:: Your goal ::
Copy the wildcrafting post between "Sunday, May 20, 2012" and "harvest it ethically.", inclusive, renaming every "plant" as "herb".

:: Extract provided ::
Sunday, May 20, 2012

Wildcrafting Part II - Why Wildcraft?

Xavier's hands covered in cottonwood sap. 
If you have never wildcrafted before let me be the first to tell you - it can be hard work! First you need to be able to correctly ID the plant. Then you need to locate the plant. Then you need to make sure the stand is healthy enough to harvest from. Then you need to know how to harvest it ethically. 

Once these preliminary areas are covered then comes the hard work of harvesting. This can mean wading through marshes to get your cattail, braving thorns to get to your hawthorne berries, scrambling up mountainsides to get to the elderberries. Undoubtably as a wildcrafter you will have to withstand the hot sun, incessant wind, bugs and other pests. It can mean stooping for hours to get enough violet flowers to fill a pint jar or digging through hard-packed rocky soil laboring with all your might to get that burdock root released from the ground.

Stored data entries
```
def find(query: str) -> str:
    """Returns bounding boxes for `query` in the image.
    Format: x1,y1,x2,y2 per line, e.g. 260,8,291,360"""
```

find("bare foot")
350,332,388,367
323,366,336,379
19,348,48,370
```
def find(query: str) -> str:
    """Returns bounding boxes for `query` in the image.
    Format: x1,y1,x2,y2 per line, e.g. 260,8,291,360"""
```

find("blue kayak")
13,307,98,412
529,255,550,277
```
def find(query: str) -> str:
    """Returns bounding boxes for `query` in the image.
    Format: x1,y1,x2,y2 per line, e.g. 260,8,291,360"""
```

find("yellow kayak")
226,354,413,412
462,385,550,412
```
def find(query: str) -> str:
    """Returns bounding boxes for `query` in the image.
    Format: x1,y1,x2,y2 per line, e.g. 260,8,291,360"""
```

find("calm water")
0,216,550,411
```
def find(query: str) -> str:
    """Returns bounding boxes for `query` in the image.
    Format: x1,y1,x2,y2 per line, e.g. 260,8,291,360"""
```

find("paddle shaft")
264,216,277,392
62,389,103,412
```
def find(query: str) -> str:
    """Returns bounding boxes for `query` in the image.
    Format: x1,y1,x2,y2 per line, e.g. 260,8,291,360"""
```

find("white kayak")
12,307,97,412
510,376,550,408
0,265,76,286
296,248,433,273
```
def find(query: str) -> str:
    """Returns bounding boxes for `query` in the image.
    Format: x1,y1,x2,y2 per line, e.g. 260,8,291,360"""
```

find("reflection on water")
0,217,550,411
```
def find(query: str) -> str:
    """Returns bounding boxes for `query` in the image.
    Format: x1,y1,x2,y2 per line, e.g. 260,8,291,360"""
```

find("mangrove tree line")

:: Response below ::
Sunday, May 20, 2012

Wildcrafting Part II - Why Wildcraft?

Xavier's hands covered in cottonwood sap. 
If you have never wildcrafted before let me be the first to tell you - it can be hard work! First you need to be able to correctly ID the herb. Then you need to locate the herb. Then you need to make sure the stand is healthy enough to harvest from. Then you need to know how to harvest it ethically.